[EXCERPTED TEXT]:
━━━━━━━━━━━━━━━━━━━━━━━━━━━━━━

History And Incidence



Some psychologists and psychiatrists believe that instances of demon possession recorded over the centuries may have really been MPD, but the first complete account of a patient with multiple personality disorder was written in 1865. Four years later, French neurologist Pierre Janet discovered that a system of ideas split off from the main personality when he hypnotized his female patients. Soon afterward, William James, the father of American psychology, uncovered a similar phenomenon and termed the condition disassociation. In 1886, American author Robert Louis Stevenson popularized the disorder in his novel The Strange Case of Dr. Jekyll and Mr. Hyde. Although this work of fiction captured popular imagination, the concept of multiple personalities was rejected by Sigmund Freud and later by the behaviorists. The mental health community believed the disorder was extremely rare if it existed at all.



Despite well-known movies such as The Three Faces of Eve and Sibyl, which recounted the life stories of women with MPD, by the beginning of the last decade only about 200 cases had been documented in world psychiatric literature. Finally in 1980 the American Psychiatric Association officially recognized multiple personality disorder as a genuine emotional illness.

Today, MPD is a relatively popular diagnosis with 20,000 cases recorded between 1980 and 1990. Researchers currently believe that from 0.01-10% of the general population has this mental illness. MPD occurs from 3-9 times more frequently in women than in men. Some researchers believe that because men with MPD tend to act more violently than women, they are jailed rather than hospitalized and never diagnosed. Female MPD patients often have more identities than men, averaging 15 as opposed to males, who average eight.

Because of the high number of MPD cases being diagnosed in the United States today, some professionals speculate that the diagnosis is culture-specific and caused by some unique characteristic of American society such as the high incidence of child abuse. Other experts, while not denying that MPD exists, believe that the high rate of MPD has been inflated by recent media attention focusing on criminal trials in which defendants use multiple personality disorder for the insanity defense. They also think that overly eager therapists may unknowingly encourage highly-suggestible patients to display symptoms during hypnosis. Experts who counter these assertions state that normal people cannot be taught, even under hypnosis, to imitate the measurable physical changes shown by those diagnosed with multiple personality disorder. They claim that in the past the condition was underreported, a situation now being corrected by a heightened awareness of the disease and its symptoms.

━━━━━━━━━━━━━━━━━━━━━━━━━━━━━━

[DATA]:
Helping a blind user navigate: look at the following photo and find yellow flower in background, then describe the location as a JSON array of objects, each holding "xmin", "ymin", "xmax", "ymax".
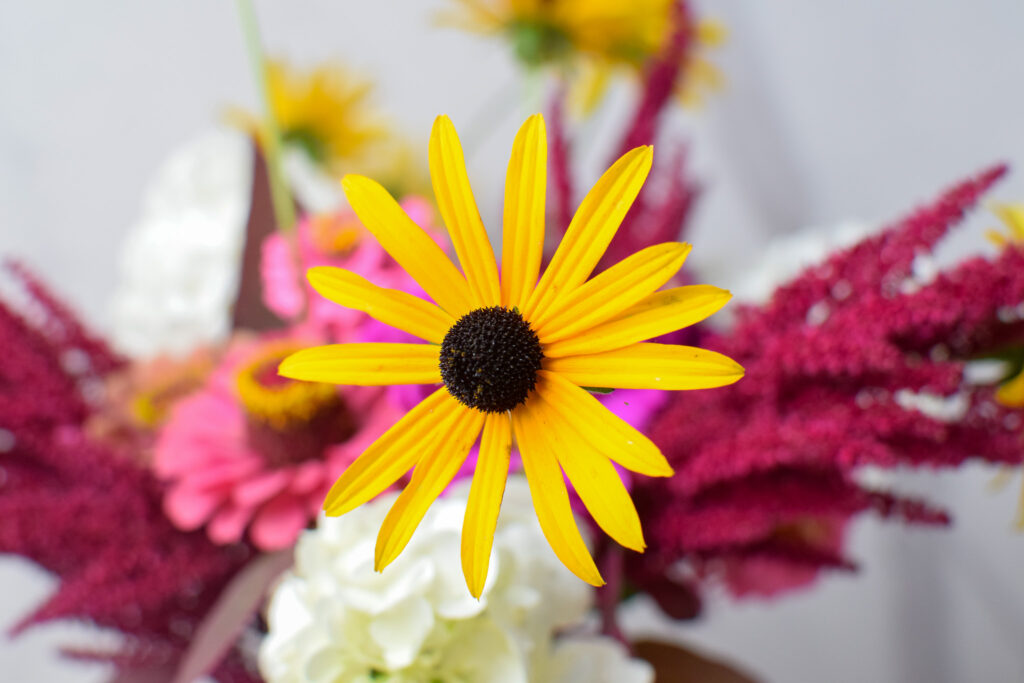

━━━━━━━━━━━━━━━━━━━━━━━━━━━━━━

[ACTION ITEM]: Could you reproduce the entire "History And Incidence" text above, word for word?

[ANSWER AREA]:
History And Incidence



Some psychologists and psychiatrists believe that instances of demon possession recorded over the centuries may have really been MPD, but the first complete account of a patient with multiple personality disorder was written in 1865. Four years later, French neurologist Pierre Janet discovered that a system of ideas split off from the main personality when he hypnotized his female patients. Soon afterward, William James, the father of American psychology, uncovered a similar phenomenon and termed the condition disassociation. In 1886, American author Robert Louis Stevenson popularized the disorder in his novel The Strange Case of Dr. Jekyll and Mr. Hyde. Although this work of fiction captured popular imagination, the concept of multiple personalities was rejected by Sigmund Freud and later by the behaviorists. The mental health community believed the disorder was extremely rare if it existed at all.



Despite well-known movies such as The Three Faces of Eve and Sibyl, which recounted the life stories of women with MPD, by the beginning of the last decade only about 200 cases had been documented in world psychiatric literature. Finally in 1980 the American Psychiatric Association officially recognized multiple personality disorder as a genuine emotional illness.

Today, MPD is a relatively popular diagnosis with 20,000 cases recorded between 1980 and 1990. Researchers currently believe that from 0.01-10% of the general population has this mental illness. MPD occurs from 3-9 times more frequently in women than in men. Some researchers believe that because men with MPD tend to act more violently than women, they are jailed rather than hospitalized and never diagnosed. Female MPD patients often have more identities than men, averaging 15 as opposed to males, who average eight.

Because of the high number of MPD cases being diagnosed in the United States today, some professionals speculate that the diagnosis is culture-specific and caused by some unique characteristic of American society such as the high incidence of child abuse. Other experts, while not denying that MPD exists, believe that the high rate of MPD has been inflated by recent media attention focusing on criminal trials in which defendants use multiple personality disorder for the insanity defense. They also think that overly eager therapists may unknowingly encourage highly-suggestible patients to display symptoms during hypnosis. Experts who counter these assertions state that normal people cannot be taught, even under hypnosis, to imitate the measurable physical changes shown by those diagnosed with multiple personality disorder. They claim that in the past the condition was underreported, a situation now being corrected by a heightened awareness of the disease and its symptoms.